> [PASSAGE TO READ]
*** Begin section ***

The disclosures in Italian Patent Application No. MI98A002831 from which this application claims priority are incorporated herein by reference.

Claims

1. Use of a membrane made of polymeric resin which is permeable to ozone by molecular diffusion and is substantially inert with respect to ozone in an extracorporeal treatment for the ozonization of blood or of a biological fluid.

2. The use according to claim 1 , wherein said polymeric resin is chosen from the group that consists of resins of polyethylene, polyurethane, silicone or adjacent layers of polyethylene/polyurethane/polyethylene resins.

3. The use according to claim 1 or 2, wherein said membranes are hollow-fiber or flat-fiber membranes.

4. The use according to claim 3, wherein said hollow-fiber membranes are microporous capillaries whose thickness is between 40 and 60 μ and whose average pore diameter is preferably between 0.05 and 0.3 μ.

5. The use according to claim 1 or 2, wherein said membranes are flat silicone membranes.

6. The use according to claim 5, wherein said flat membranes have a thickness between 5 and 100 μ.

7. A biomedical device for extracorporeal ozonization of blood and biological fluids, comprising a hollow body in which there are two compartments for the passage of two fluids, said compartments being separated by a selective membrane, characterized in that said selective membrane comprises at least one portion made of a polymeric resin which is permeable to ozone by molecular diffusion and is substantially inert with respect to ozone.

*** End section ***

> [ABOUT THIS EXERCISE]
Answer these questions from the patent claims above:
1. What is the number of the Italian patent application from which priority is claimed?
2. Which polymeric resins does claim 2 list?
3. According to claim 6, what thickness range do the flat membranes have?

> [DATA BLOCK]
*** Begin section ***

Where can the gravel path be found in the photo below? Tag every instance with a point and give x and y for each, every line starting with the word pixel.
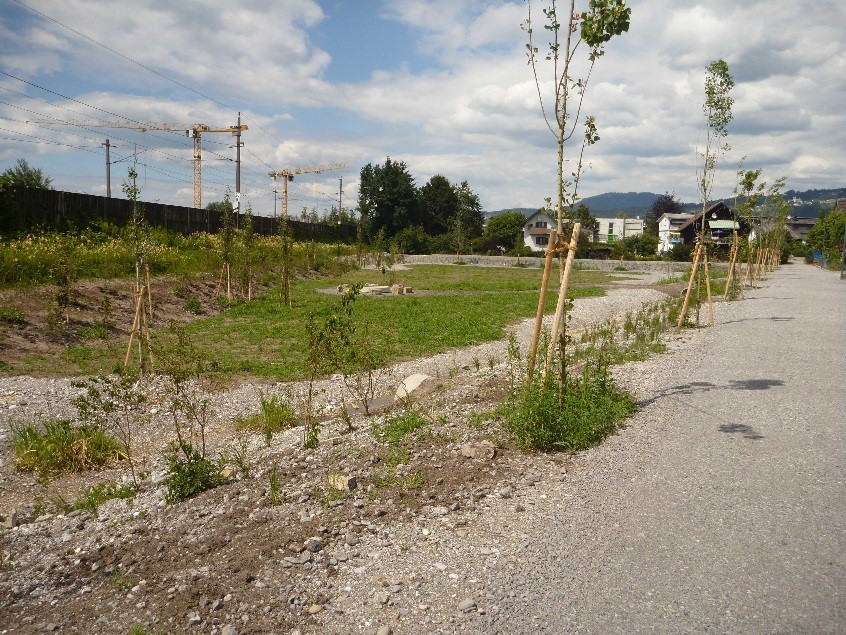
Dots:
pixel 721 507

*** End section ***

> [OUTPUT FOR THIS EXERCISE]
1. MI98A002831
2. Resins of polyethylene, polyurethane, silicone, or adjacent layers of polyethylene/polyurethane/polyethylene resins
3. Between 5 and 100 μ